→ **Exercise instructions**
Pick out every line of the material below that contains the word "road" and copy each one unchanged.

→ **Records supplied**
------------------------------------------------------------

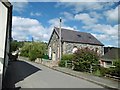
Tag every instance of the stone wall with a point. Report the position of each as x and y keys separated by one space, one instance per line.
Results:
x=68 y=47
x=49 y=63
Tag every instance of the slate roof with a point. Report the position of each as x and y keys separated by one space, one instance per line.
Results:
x=111 y=55
x=77 y=37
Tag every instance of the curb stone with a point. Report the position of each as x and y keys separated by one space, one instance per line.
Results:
x=93 y=81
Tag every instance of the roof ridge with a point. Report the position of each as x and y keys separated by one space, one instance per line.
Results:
x=72 y=30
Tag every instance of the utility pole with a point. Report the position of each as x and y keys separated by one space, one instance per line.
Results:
x=60 y=38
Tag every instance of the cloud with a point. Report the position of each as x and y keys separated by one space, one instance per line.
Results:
x=85 y=18
x=78 y=7
x=64 y=0
x=35 y=14
x=19 y=6
x=25 y=28
x=105 y=33
x=112 y=15
x=68 y=15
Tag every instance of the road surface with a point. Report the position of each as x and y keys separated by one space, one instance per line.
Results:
x=26 y=74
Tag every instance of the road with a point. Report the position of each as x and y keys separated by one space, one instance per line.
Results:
x=26 y=74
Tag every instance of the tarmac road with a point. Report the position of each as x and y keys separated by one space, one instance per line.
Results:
x=26 y=74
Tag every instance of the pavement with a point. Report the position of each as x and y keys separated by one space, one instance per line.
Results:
x=25 y=74
x=103 y=81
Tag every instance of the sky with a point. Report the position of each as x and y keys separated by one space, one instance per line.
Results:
x=37 y=19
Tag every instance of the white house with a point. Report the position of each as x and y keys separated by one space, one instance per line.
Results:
x=70 y=41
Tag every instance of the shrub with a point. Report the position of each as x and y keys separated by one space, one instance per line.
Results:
x=66 y=57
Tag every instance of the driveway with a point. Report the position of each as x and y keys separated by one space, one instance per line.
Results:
x=25 y=74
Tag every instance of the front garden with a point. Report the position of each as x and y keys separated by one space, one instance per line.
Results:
x=86 y=60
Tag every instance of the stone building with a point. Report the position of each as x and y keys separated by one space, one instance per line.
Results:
x=70 y=39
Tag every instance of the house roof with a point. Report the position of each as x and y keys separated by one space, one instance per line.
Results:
x=77 y=37
x=111 y=55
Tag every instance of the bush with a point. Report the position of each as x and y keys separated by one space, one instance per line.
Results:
x=45 y=57
x=66 y=57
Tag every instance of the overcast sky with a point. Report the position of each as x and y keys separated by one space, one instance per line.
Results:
x=37 y=19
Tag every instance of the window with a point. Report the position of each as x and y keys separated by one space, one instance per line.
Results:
x=79 y=35
x=74 y=49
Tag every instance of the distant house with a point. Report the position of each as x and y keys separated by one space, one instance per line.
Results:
x=71 y=40
x=109 y=57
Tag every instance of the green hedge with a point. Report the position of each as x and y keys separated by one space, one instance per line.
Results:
x=65 y=57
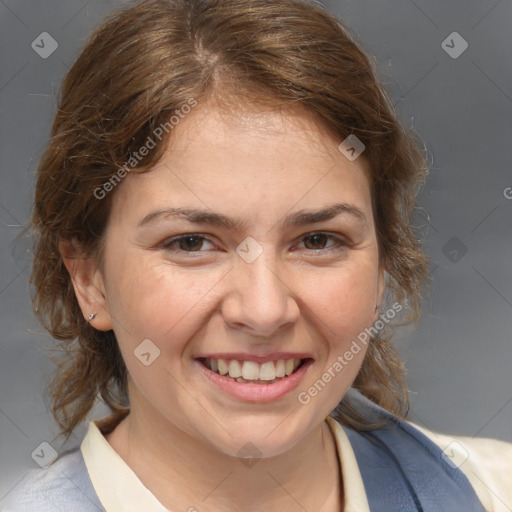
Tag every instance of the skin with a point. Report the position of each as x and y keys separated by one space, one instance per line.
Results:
x=182 y=435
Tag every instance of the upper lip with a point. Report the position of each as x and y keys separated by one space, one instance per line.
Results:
x=246 y=356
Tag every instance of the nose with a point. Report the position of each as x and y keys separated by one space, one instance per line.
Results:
x=259 y=301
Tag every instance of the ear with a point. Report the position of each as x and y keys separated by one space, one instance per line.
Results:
x=381 y=288
x=88 y=285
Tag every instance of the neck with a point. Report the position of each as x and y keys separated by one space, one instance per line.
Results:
x=186 y=473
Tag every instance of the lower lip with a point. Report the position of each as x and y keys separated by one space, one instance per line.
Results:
x=257 y=392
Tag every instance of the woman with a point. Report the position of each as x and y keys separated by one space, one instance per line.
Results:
x=223 y=240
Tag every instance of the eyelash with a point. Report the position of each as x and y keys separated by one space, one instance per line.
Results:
x=341 y=244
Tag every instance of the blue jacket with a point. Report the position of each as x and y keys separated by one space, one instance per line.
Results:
x=402 y=471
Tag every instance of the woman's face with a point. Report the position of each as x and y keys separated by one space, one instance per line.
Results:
x=249 y=272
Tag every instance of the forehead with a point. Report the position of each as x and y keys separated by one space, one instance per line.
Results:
x=247 y=160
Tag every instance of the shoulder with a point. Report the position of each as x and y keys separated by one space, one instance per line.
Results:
x=486 y=463
x=64 y=485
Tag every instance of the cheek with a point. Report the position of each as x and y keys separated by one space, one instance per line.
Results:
x=156 y=301
x=343 y=300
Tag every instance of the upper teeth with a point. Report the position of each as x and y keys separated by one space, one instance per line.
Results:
x=250 y=370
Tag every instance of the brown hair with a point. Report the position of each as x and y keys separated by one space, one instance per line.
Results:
x=146 y=62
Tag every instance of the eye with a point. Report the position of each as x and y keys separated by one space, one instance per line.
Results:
x=186 y=243
x=318 y=242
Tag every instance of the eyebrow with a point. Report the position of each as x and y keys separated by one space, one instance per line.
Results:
x=299 y=218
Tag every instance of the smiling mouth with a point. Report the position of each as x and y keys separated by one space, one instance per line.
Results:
x=253 y=372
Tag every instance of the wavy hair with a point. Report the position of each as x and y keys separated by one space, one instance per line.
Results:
x=141 y=66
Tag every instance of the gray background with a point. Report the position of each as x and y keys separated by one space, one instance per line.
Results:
x=460 y=355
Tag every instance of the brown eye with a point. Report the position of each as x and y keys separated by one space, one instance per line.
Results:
x=190 y=243
x=187 y=243
x=317 y=241
x=323 y=242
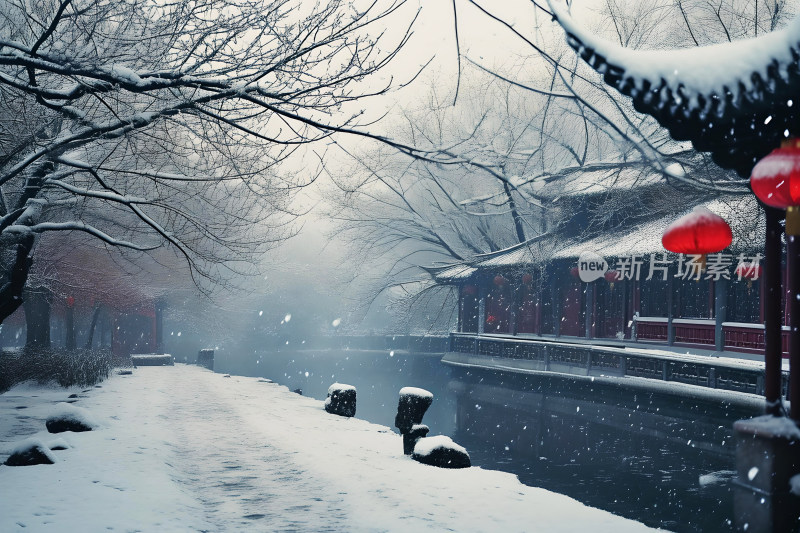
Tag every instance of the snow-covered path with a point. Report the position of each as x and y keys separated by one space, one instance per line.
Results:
x=184 y=449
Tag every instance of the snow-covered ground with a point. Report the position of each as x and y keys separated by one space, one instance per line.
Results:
x=183 y=449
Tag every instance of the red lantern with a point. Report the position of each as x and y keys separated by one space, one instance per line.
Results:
x=748 y=271
x=776 y=182
x=611 y=276
x=700 y=232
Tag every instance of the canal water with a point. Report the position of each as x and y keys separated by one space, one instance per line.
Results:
x=662 y=460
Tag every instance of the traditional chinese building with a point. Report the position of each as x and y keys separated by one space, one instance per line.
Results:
x=639 y=291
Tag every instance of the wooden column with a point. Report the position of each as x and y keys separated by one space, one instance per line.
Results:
x=720 y=312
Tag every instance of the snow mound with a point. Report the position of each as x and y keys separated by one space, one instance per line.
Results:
x=441 y=451
x=59 y=444
x=716 y=478
x=29 y=452
x=341 y=400
x=152 y=359
x=415 y=391
x=794 y=485
x=427 y=445
x=68 y=417
x=339 y=387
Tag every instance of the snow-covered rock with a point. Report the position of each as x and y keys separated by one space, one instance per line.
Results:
x=30 y=452
x=441 y=451
x=411 y=407
x=68 y=417
x=418 y=431
x=341 y=400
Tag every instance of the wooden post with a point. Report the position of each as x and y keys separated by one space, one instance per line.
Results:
x=793 y=269
x=481 y=308
x=720 y=312
x=772 y=312
x=588 y=315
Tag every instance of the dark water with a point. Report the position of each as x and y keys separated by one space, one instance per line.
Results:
x=661 y=460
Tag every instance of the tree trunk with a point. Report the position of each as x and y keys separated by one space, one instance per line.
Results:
x=69 y=325
x=95 y=317
x=37 y=318
x=12 y=287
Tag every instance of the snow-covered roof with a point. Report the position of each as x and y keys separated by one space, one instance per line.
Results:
x=456 y=272
x=644 y=238
x=736 y=100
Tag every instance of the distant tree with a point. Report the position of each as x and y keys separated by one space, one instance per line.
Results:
x=147 y=124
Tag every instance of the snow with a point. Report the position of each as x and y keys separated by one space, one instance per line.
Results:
x=414 y=391
x=794 y=485
x=716 y=478
x=183 y=449
x=339 y=387
x=706 y=70
x=33 y=442
x=427 y=445
x=777 y=426
x=67 y=411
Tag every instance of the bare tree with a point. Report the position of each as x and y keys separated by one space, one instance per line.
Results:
x=147 y=124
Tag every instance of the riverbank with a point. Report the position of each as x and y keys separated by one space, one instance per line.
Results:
x=184 y=449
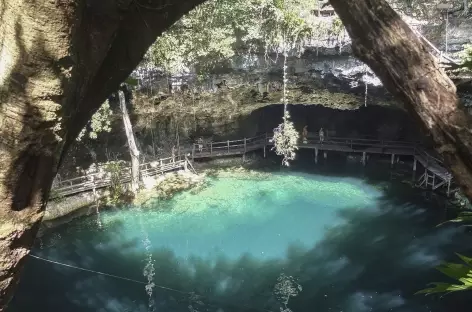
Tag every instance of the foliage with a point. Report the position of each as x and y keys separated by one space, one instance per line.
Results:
x=219 y=29
x=286 y=139
x=100 y=122
x=460 y=272
x=119 y=194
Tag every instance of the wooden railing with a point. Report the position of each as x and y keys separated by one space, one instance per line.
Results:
x=229 y=147
x=102 y=178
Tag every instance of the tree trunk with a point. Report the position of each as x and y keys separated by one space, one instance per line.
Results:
x=382 y=40
x=133 y=150
x=59 y=61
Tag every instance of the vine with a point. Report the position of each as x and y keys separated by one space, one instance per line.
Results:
x=285 y=135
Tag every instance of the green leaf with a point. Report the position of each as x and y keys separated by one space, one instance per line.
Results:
x=465 y=259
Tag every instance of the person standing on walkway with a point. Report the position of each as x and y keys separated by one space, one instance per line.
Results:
x=321 y=135
x=305 y=134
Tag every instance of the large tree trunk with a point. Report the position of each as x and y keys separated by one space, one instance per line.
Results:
x=382 y=40
x=59 y=61
x=133 y=150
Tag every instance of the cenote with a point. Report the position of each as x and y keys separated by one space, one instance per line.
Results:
x=353 y=243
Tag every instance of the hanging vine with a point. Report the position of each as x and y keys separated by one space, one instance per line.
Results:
x=285 y=135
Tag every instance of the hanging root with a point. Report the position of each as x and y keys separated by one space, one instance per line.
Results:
x=286 y=139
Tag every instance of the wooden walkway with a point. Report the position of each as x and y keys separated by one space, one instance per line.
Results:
x=435 y=175
x=101 y=178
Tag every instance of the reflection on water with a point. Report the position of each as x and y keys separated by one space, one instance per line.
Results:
x=277 y=242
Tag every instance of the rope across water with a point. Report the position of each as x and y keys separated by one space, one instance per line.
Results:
x=132 y=280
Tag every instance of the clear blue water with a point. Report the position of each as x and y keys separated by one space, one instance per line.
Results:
x=353 y=244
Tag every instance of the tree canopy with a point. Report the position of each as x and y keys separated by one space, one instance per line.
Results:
x=219 y=29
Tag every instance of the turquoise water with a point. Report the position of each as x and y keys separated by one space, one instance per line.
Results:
x=351 y=245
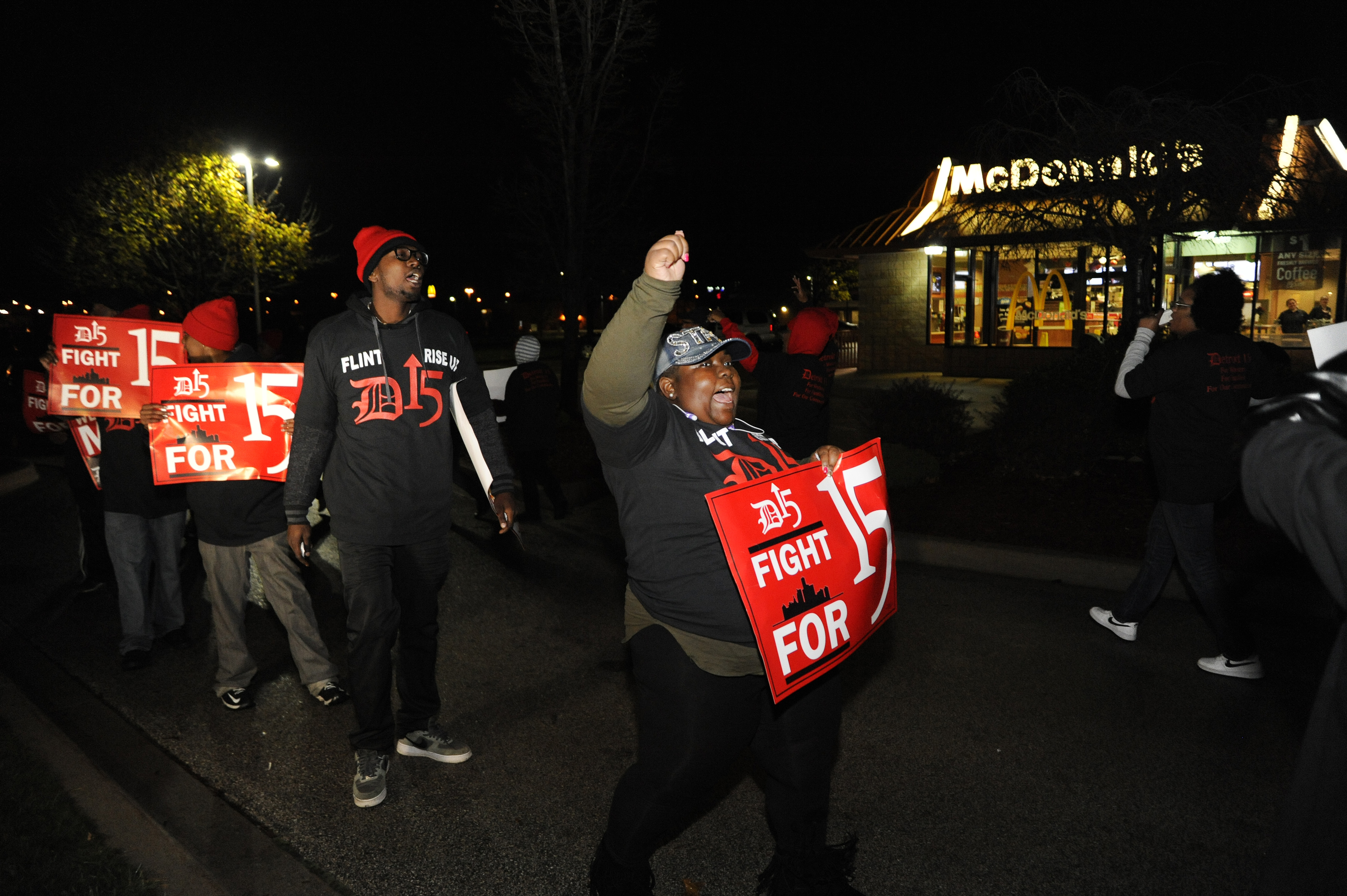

------------------------------------------------------------

→ **Response for this exercise**
Tag every instance of the road surface with a point. Report the position of each as x and y keys separated by one space, one instance per line.
Tag every instance of the road with a point. Report the position of each as x and y keys separated by one space, one instance per line.
Tag every instance of the tarmac road with a point. Report the position of each as x and y keys separated by one space, one instance per line.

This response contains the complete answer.